Prompt A: Output the passage of the Disneyland article between "It’s true that" and "birthday to celebrate.", inclusive, copied word for word.

Surprising Facts You Didn’t Know About Disneyland
While sure, Disneyland is the little brother of Walt Disney World—there’s still plenty to explore in this California paradise. Ripe with attractions, rides and all of your favorite characters, even if it’s not quite as large, it still is filled with endless magic and opportunities to create once-in-a-lifetime memories. Though plenty of folks are familiar with all things Walt Disney World—even some mega Disney fans haven’t ventured to this Golden’s State destination. From its rich history and sunny weather to secrets hidden at cafes, shops and rides, a vacation to Disneyland is a must-add to your ever-growing travel bucket list. Here, a few facts that might surprise you and make your vacation that much more fun:
Its history is interesting.
Believe it or not, Disneyland opened before Disney World! In fact, the first guests were welcomed to California a full decade ahead of Florida in 1955. Then, the admission tickets were a whopping $1, with their on-site movie theater ticket costing a cool 45 cents. Those who worked for the park brought home an annual salary average $3,300—which wasn’t half bad for the time. To create this wonderland, Walt Disney shelled out $17 million, but when its first ride opened twenty years later—Space Mountain—it was more expensive to build than the actual park, at around $20 million. It’s estimated about 187 Disneylands could fit in Disney World, since it is only 160 acres of property. That makes it marvelous and mighty, especially since Walt deemed Frontierland his favorite of all lands within the Disney portfolio.
There’s a super-old tree.
It’s true that Disney has made history in so many ways—but when Disneyland was created, they didn’t realize they’d include a sliver of the world that’s been around for millions of years. Want to see what we’re talking about? Find your way to Frontierland where you’ll see the remains of a petrified tree that’s said to be 55 to 70 millions year old. Legend has it Walt purchased this tree that once stood at 200-feet from the Pike Forrestt Fossil Beds and had it sent to California. A year later, Walt’s wife Lillian said it was ‘too large for the mantle’ at home, so she donated it to Disneyland.
You don’t have to go on your actual birthday to celebrate.
There’s nothing quite like a birthday party at Disney—especially since they always upgrade to a new level of entertainment and celebration. But get this: to have your birthday at Disneyland, you don’t have to go on the actual date! Instead, make your way to Town Hall and let a Cast Member know you’re exploring the park to ring in another lap around the sun. You don’t have to prove your DOB—and you’ll be awarded a button to wear, prompting surprises at every turn.

Record excerpts:
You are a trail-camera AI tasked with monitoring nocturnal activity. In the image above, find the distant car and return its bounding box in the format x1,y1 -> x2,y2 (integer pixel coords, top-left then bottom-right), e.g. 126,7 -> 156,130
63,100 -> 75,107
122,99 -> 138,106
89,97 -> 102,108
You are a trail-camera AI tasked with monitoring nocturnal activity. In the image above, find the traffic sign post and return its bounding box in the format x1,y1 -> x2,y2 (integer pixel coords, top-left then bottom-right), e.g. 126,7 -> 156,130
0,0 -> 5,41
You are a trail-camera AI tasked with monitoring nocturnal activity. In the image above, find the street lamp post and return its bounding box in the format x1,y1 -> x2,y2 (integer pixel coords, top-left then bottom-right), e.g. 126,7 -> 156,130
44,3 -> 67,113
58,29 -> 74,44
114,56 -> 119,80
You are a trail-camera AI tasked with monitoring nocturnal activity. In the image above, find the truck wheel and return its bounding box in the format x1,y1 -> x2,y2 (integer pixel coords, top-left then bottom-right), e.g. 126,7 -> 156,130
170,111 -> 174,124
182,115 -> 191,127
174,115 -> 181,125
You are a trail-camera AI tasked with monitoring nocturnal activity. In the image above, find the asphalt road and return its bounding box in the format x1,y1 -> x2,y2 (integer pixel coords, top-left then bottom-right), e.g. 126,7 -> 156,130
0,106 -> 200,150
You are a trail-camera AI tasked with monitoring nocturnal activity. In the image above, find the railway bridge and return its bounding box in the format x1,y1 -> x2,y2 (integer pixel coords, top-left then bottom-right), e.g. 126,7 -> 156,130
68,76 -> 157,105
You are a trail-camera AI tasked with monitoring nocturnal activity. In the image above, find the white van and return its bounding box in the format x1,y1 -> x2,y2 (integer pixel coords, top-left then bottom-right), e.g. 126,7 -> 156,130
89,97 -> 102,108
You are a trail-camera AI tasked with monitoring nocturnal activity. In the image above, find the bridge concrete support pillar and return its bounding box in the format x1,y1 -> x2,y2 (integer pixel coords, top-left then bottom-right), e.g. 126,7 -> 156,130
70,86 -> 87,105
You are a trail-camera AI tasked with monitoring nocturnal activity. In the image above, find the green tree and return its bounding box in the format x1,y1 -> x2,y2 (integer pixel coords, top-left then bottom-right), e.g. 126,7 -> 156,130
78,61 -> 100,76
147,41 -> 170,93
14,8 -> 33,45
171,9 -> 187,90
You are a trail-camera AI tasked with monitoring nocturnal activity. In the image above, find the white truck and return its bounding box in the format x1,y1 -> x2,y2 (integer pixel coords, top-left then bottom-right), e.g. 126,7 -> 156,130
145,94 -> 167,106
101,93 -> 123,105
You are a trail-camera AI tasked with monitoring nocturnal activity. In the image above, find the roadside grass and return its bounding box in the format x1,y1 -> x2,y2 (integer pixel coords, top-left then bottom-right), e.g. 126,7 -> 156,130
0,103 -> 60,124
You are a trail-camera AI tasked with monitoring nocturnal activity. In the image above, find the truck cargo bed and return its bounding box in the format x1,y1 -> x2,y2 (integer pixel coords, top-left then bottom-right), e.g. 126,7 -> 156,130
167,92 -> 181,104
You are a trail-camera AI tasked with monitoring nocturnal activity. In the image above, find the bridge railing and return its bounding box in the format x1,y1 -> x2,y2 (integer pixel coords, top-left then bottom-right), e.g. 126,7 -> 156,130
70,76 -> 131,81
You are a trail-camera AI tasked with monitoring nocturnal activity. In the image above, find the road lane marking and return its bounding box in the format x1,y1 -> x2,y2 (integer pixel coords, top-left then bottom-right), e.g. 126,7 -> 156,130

Prompt B: Give the lines of the listing between those holding "find the street" and "114,56 -> 119,80", inclusive, as a JSON list of strings with one string per line, leaving out blank lines.

Output A:
It’s true that Disney has made history in so many ways—but when Disneyland was created, they didn’t realize they’d include a sliver of the world that’s been around for millions of years. Want to see what we’re talking about? Find your way to Frontierland where you’ll see the remains of a petrified tree that’s said to be 55 to 70 millions year old. Legend has it Walt purchased this tree that once stood at 200-feet from the Pike Forrestt Fossil Beds and had it sent to California. A year later, Walt’s wife Lillian said it was ‘too large for the mantle’ at home, so she donated it to Disneyland.
You don’t have to go on your actual birthday to celebrate.

Output B:
[
  "You are a trail-camera AI tasked with monitoring nocturnal activity. In the image above, find the street lamp post and return its bounding box in the format x1,y1 -> x2,y2 (integer pixel coords, top-left then bottom-right), e.g. 126,7 -> 156,130",
  "44,3 -> 67,113",
  "58,29 -> 74,44",
  "114,56 -> 119,80"
]